> **MATERIAL**:
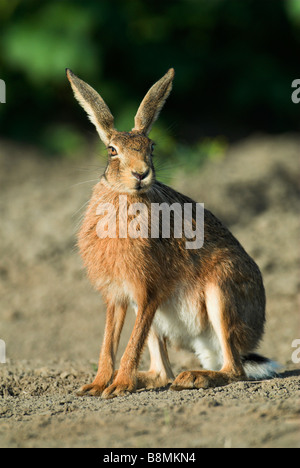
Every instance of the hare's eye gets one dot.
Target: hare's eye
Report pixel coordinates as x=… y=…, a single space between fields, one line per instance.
x=112 y=151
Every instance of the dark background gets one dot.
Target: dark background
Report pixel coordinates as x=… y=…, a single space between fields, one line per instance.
x=234 y=60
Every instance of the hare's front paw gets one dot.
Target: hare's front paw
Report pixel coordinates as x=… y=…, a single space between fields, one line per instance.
x=97 y=387
x=120 y=387
x=92 y=389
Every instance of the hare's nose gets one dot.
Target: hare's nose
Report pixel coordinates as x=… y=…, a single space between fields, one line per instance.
x=140 y=176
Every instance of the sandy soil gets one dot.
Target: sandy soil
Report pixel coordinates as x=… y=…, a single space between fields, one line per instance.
x=52 y=321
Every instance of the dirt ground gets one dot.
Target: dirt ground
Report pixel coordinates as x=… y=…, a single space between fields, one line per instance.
x=51 y=319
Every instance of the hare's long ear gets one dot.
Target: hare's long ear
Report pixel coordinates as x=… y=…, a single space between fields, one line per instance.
x=152 y=103
x=93 y=104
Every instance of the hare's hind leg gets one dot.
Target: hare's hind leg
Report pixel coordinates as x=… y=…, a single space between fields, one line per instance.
x=115 y=316
x=232 y=369
x=160 y=373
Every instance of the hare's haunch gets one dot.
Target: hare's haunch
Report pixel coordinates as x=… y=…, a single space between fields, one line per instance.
x=209 y=299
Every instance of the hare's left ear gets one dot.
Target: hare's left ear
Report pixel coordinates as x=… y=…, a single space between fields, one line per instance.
x=152 y=103
x=94 y=105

> **SHORT TASK**:
Rescale the material from the line holding "Every instance of the hare's haunch" through the end of the material, inclusive, and reproduce those lines with the requests unchanged. Multiply every coordinate in the answers by 0.6 and round each to a whole number, rounding halves up.

> **THE ANSWER**:
Every instance of the hare's haunch gets one dot.
Target: hare's haunch
Report pixel coordinates as x=… y=…, a single space between fields, one line per instance.
x=125 y=179
Every instance of the hare's left ear gets one dot.
Target: hare's left ear
Report pixel coordinates as x=… y=…, a single space between fields, one line per instance.
x=91 y=62
x=56 y=63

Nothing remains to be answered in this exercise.